• _Data to process_:
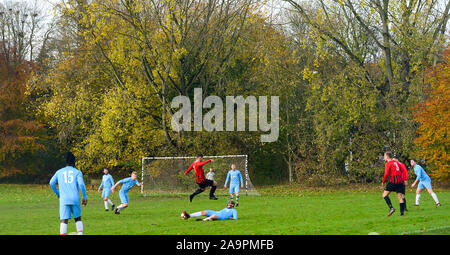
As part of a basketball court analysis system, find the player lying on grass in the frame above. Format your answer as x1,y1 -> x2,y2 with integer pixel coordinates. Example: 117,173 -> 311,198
98,167 -> 114,211
181,200 -> 237,221
410,159 -> 441,206
111,171 -> 142,214
393,156 -> 409,212
184,154 -> 217,202
381,151 -> 405,216
224,164 -> 244,207
50,152 -> 87,235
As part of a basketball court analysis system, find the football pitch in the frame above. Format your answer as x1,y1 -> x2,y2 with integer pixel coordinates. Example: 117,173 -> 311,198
0,184 -> 450,235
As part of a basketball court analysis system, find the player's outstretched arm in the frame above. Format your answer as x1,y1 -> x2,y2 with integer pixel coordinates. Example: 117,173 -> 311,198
239,172 -> 244,188
198,159 -> 213,166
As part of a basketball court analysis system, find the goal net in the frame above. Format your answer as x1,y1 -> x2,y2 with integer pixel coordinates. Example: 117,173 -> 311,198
141,155 -> 259,195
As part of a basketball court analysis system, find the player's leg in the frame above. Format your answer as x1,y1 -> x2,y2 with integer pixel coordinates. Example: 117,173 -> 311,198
402,185 -> 408,212
103,189 -> 115,211
183,210 -> 212,220
383,188 -> 395,216
397,192 -> 405,216
189,182 -> 206,202
114,190 -> 128,214
72,205 -> 83,235
414,186 -> 422,206
234,184 -> 239,207
206,180 -> 217,200
202,214 -> 219,221
59,204 -> 71,235
59,219 -> 69,235
427,184 -> 441,206
103,196 -> 109,211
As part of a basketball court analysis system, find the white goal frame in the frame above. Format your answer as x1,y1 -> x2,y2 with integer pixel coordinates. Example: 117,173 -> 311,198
141,155 -> 249,196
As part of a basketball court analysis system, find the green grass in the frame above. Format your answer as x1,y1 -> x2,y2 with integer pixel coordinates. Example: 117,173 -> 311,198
0,185 -> 450,235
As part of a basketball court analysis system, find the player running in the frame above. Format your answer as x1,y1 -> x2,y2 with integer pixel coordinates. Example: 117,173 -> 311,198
411,159 -> 441,206
184,154 -> 217,202
393,156 -> 409,212
182,200 -> 237,221
381,151 -> 405,216
98,167 -> 115,211
111,171 -> 142,214
224,164 -> 244,207
206,168 -> 216,181
49,152 -> 87,235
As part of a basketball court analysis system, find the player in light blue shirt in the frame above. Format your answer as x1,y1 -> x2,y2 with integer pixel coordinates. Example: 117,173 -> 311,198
111,171 -> 142,214
181,200 -> 238,221
98,167 -> 115,211
224,164 -> 244,207
49,152 -> 87,235
410,159 -> 441,206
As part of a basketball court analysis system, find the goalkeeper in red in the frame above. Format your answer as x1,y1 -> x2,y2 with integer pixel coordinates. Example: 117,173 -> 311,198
184,154 -> 217,202
382,151 -> 406,216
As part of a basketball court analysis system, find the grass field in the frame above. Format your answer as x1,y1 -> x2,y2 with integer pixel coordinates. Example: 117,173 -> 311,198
0,184 -> 450,235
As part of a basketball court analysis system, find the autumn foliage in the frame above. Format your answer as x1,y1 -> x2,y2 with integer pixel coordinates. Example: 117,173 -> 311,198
414,48 -> 450,181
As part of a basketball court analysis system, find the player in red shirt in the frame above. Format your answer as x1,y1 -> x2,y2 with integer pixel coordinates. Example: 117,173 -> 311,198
184,154 -> 217,202
381,151 -> 405,216
393,156 -> 409,212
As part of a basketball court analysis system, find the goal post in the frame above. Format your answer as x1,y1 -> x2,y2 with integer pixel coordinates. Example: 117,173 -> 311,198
141,155 -> 259,195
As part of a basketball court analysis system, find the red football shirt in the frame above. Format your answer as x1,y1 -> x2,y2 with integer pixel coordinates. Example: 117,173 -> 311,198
398,162 -> 409,181
382,160 -> 406,184
184,159 -> 211,183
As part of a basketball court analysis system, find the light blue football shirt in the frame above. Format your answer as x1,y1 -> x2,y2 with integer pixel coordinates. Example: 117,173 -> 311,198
217,208 -> 237,220
414,165 -> 431,182
98,174 -> 114,190
49,166 -> 87,205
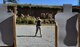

• _Problem details_:
Render every line of the items above as a Markdown table with two columns, Row for a running number and Line for the text, skipping blank lines. Leave the pictures out.

• _Worked answer_:
| Row | Line |
|---|---|
| 1 | As part of a basketball court analysis system, find the player lying on grass in the frame above. Format your answer as x1,y1 -> x2,y2 with integer pixel coordinates. Example: 117,173 -> 311,198 |
| 2 | 98,167 -> 114,211 |
| 3 | 181,200 -> 237,221 |
| 4 | 410,159 -> 441,206 |
| 5 | 111,171 -> 142,214 |
| 6 | 393,156 -> 409,212 |
| 7 | 184,154 -> 217,202 |
| 8 | 381,151 -> 405,216 |
| 9 | 224,164 -> 244,207 |
| 10 | 50,152 -> 87,235 |
| 11 | As part of a basketball court analysis system, find the football pitch in the frame above. Format your answer as x1,y1 -> x2,y2 with integer pixel coordinates. Example: 117,173 -> 311,198 |
| 12 | 0,184 -> 450,235 |
| 13 | As part of a basketball court analysis system, find the player's outstretched arm in the frame above. Format your answer as x1,y1 -> x2,y2 with integer pixel coordinates. Example: 117,173 -> 311,198 |
| 14 | 239,172 -> 244,188 |
| 15 | 198,159 -> 213,166 |
| 16 | As part of a basketball court analysis system, find the goal net in the frame above. Format your answer as x1,y1 -> x2,y2 with integer pixel coordinates. Example: 117,173 -> 311,198 |
| 17 | 141,155 -> 259,195 |
| 18 | As part of a basketball court analysis system, find the player's leg in the frame above. Format your answer as x1,y1 -> x2,y2 with integer pixel coordinates. Example: 117,173 -> 311,198 |
| 19 | 402,185 -> 408,212 |
| 20 | 103,189 -> 115,211 |
| 21 | 183,210 -> 212,220 |
| 22 | 383,188 -> 395,216 |
| 23 | 397,192 -> 405,216 |
| 24 | 189,182 -> 206,202 |
| 25 | 114,190 -> 128,214 |
| 26 | 72,205 -> 83,235 |
| 27 | 414,186 -> 422,206 |
| 28 | 234,184 -> 239,207 |
| 29 | 206,180 -> 217,200 |
| 30 | 202,214 -> 219,221 |
| 31 | 59,204 -> 71,235 |
| 32 | 59,219 -> 69,235 |
| 33 | 427,184 -> 441,206 |
| 34 | 103,196 -> 109,211 |
| 35 | As part of a basketball court analysis system, find the white goal frame in the frame above. Format your answer as x1,y1 -> x2,y2 with integer pixel coordinates. Example: 117,173 -> 311,198 |
| 36 | 141,155 -> 249,196 |
| 37 | As part of a basketball court analysis system, find the green grass in the frame above. Format your answer as x1,y1 -> x2,y2 with integer pixel coordinates. Example: 117,173 -> 311,198 |
| 38 | 0,185 -> 450,235 |
| 39 | As part of a basketball court analysis system, find the player running in the frame above. Format your answer as x1,y1 -> x2,y2 with integer pixel coordinates. Example: 117,173 -> 311,198 |
| 40 | 411,159 -> 441,206 |
| 41 | 184,154 -> 217,202 |
| 42 | 393,156 -> 409,212 |
| 43 | 182,200 -> 237,221 |
| 44 | 381,151 -> 405,216 |
| 45 | 98,167 -> 115,211 |
| 46 | 111,171 -> 142,214 |
| 47 | 224,164 -> 244,207 |
| 48 | 206,168 -> 216,181 |
| 49 | 49,152 -> 87,235 |
| 50 | As part of a basketball court analysis system, find the player in light blue shirt in the frame above. Format your answer as x1,y1 -> x2,y2 with integer pixel coordinates. Example: 117,173 -> 311,198 |
| 51 | 111,171 -> 142,214 |
| 52 | 181,200 -> 238,221 |
| 53 | 98,167 -> 115,211 |
| 54 | 224,164 -> 244,207 |
| 55 | 49,152 -> 87,235 |
| 56 | 410,159 -> 441,206 |
| 57 | As part of a basketball court analysis system, find the goalkeeper in red in the frame above. Format your answer as x1,y1 -> x2,y2 with integer pixel coordinates. Example: 117,173 -> 311,198 |
| 58 | 184,154 -> 217,202 |
| 59 | 382,151 -> 406,216 |
| 60 | As part of a basketball court analysis system, find the grass field in the frame above. Format your answer as x1,y1 -> x2,y2 with integer pixel coordinates. Example: 117,173 -> 311,198 |
| 61 | 0,184 -> 450,235 |
| 62 | As part of a basketball court analysis system, find the autumn foliage in the frame above. Format your answer as x1,y1 -> x2,y2 with integer pixel coordinates. Example: 117,173 -> 311,198 |
| 63 | 414,48 -> 450,181 |
| 64 | As part of a basketball court analysis system, find the player in red shirt in the frame above. Format your answer as x1,y1 -> x2,y2 with integer pixel coordinates. Example: 117,173 -> 311,198 |
| 65 | 184,154 -> 217,202 |
| 66 | 381,151 -> 405,216 |
| 67 | 393,156 -> 409,212 |
| 68 | As part of a basketball court analysis system, find the goal post in the frame above. Format your answer as x1,y1 -> x2,y2 with integer pixel coordinates. Example: 117,173 -> 311,198 |
| 69 | 141,155 -> 259,195 |
| 70 | As part of a basketball court analysis system, find the red football shirt in the frame above. Format your answer as x1,y1 -> x2,y2 with integer pixel coordinates. Example: 117,173 -> 311,198 |
| 71 | 398,162 -> 409,181 |
| 72 | 382,160 -> 406,184 |
| 73 | 184,159 -> 211,183 |
| 74 | As part of a basketball court analysis system, find the light blue football shirt in the frame above. Format your answer as x1,y1 -> x2,y2 with integer pixel coordinates. Example: 117,173 -> 311,198 |
| 75 | 217,208 -> 237,220 |
| 76 | 414,165 -> 431,182 |
| 77 | 98,174 -> 114,190 |
| 78 | 49,166 -> 87,205 |